» TRECHO FORNECIDO
O naufrágio da ética

JORGE DA CUNHA LIMA


Algumas pessoas afirmam: a televisão está uma droga. Não é bem isso. A televisão virou droga


Na escola pública, de inspiração republicana, o jovem brasileiro recebia, pelo menos até os anos 60, uma boa formação cívica. Essa instrução cívica, que envolvia o patriotismo como prioridade, mesmo nos intervalos das Copas do Mundo, também cuidava da cultura do corpo e da cabeça. Tínhamos aula de ginástica e de canto orfeônico. Desenvolvíamos o patriotismo, a sensibilidade, o gosto, a amizade, a solidariedade, a disputa intelectual como valores necessários à formação do homem. Nem se falava em cidadania, porque isso estava implícito.
Ao lado disso, nas casas, havia a mesa da sala de jantar. Nas casas dos ricos, dos remediados e mesmo dos pobres, a mesa era o centro da formação moral e psicológica da criança. Passei por isso. Quase tudo o que retenho de valores na minha vida aprendi na mesa da sala de jantar. Quando discutimos, repudiamos ou acatamos os princípios expostos por pai, mãe, agregados e irmãos mais velhos, fica um resíduo daquilo que constitui a ética de uma família, que nos acompanha pelo resto da vida.
Hoje a escola pública republicana desapareceu. Há um esforço quantitativo para pôr gente na escola. Não há o mesmo esforço para dotar de conteúdo a ação pedagógica e humana das escolas.
O jovem, que desde o Muro de Berlim já anda órfão de ideologia, hoje se perdeu da civilidade e da ética, que recebia na escola e na mesa de jantar. Não há mais escola. Não há mais mesa. E, quando há mesa e mesmo quando se janta, cada um pega seu prato e vai desfrutá-lo em frente de uma televisão.
Essa constatação singela revela uma consequência trágica: a televisão tornou-se responsável pela formação complementar do homem para a cidadania. Talvez por essa razão a Constituição de 88 crivou as concessões de TV com a responsabilidade de produzir e divulgar os valores da família e da sociedade, como condição de sua própria existência.
De fato, para 150 milhões de brasileiros, a televisão, sobretudo a comercial, gratuita e aberta, tornou-se a fonte de inspiração do gosto, da sexualidade, da violência, da sensibilidade, dos hábitos, dos desejos e do consumo. Enfim, todos esses elementos ou valores, necessários à formação do caráter e do comportamento, são transmitidos o tempo todo para todos os cidadãos e, de preferência, ao mesmo tempo, sob a forma inexpugnável do entretenimento. A televisão viciou o homem com o entretenimento. Por isso mesmo algumas pessoas afirmam, com ingenuidade: a televisão está uma droga. Não é bem isso. A televisão virou droga.

» OBJETIVOS
a. Responda, com base no texto sobre ética e televisão:
(i) Até que década a escola pública dava ao jovem brasileiro uma boa formação cívica?
(ii) Segundo o texto, o que era o centro da formação moral e psicológica da criança nas casas?
(iii) Qual Constituição atribuiu às concessões de TV a responsabilidade de produzir e divulgar os valores da família e da sociedade?
b. Resuma em duas frases o texto sobre ética e televisão.
c. Escreva a continuação do texto sobre ética e televisão a partir da última frase.
As linhas a seguir têm outra origem.

» INFORMAÇÕES EXIBIDAS
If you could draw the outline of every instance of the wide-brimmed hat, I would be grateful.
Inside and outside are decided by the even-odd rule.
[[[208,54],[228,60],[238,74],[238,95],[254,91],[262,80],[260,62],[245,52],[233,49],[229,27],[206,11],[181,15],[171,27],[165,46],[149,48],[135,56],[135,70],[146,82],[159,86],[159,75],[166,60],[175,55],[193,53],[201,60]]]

» RESPOSTAS POR TAREFA
a.
(i) Até os anos 60.
(ii) A mesa da sala de jantar.
(iii) A Constituição de 88.

b. Até os anos 60, a escola pública republicana e a mesa da sala de jantar transmitiam aos jovens valores e ética, mas hoje essa escola desapareceu e as refeições são feitas em frente à televisão. Com isso, a televisão tornou-se responsável pela formação complementar do homem para a cidadania e, ao viciá-lo no entretenimento, virou droga.

c.
O mercado persegue essa dependência universal, que precisa seduzir a todos com suas mensagens, ainda que à custa da qualidade, reduzida a níveis ínfimos. E o homem perde sua fidelidade, substitui os canais, substitui os partidos, substitui os valores e substitui a própria lealdade. A grande escola dessa televisão imposta pelo Ibope é ministrada na programação dos domingos. O doutorado são os "reality shows". De início, pensei que isso fosse um fenômeno brasileiro, ainda que dispensável para uma televisão que sabe produzir um padrão de qualidade mundialmente reconhecido. Pois é um fenômeno nacional, exacerbado pela crise financeira, derivada da crise dos 30 segundos. Diminuiu a publicidade, aumentou a ferocidade na conquista da publicidade.
Mas o fenômeno é mundial, até mesmo em dimensões iníquas. Recentemente, em Cannes, no MIP TV, um conferencista se propôs oferecer uma grande alternativa para esse mercado em crise, o "social reality show". Consiste no seguinte: escolhe-se um cenário de iniquidades, com a condição de que as mesmas tenhas sido produzidas pelo homem, não pela natureza. Assim, não vale furacão, terremoto. O mal precisa ter sido produzido pela sociedade.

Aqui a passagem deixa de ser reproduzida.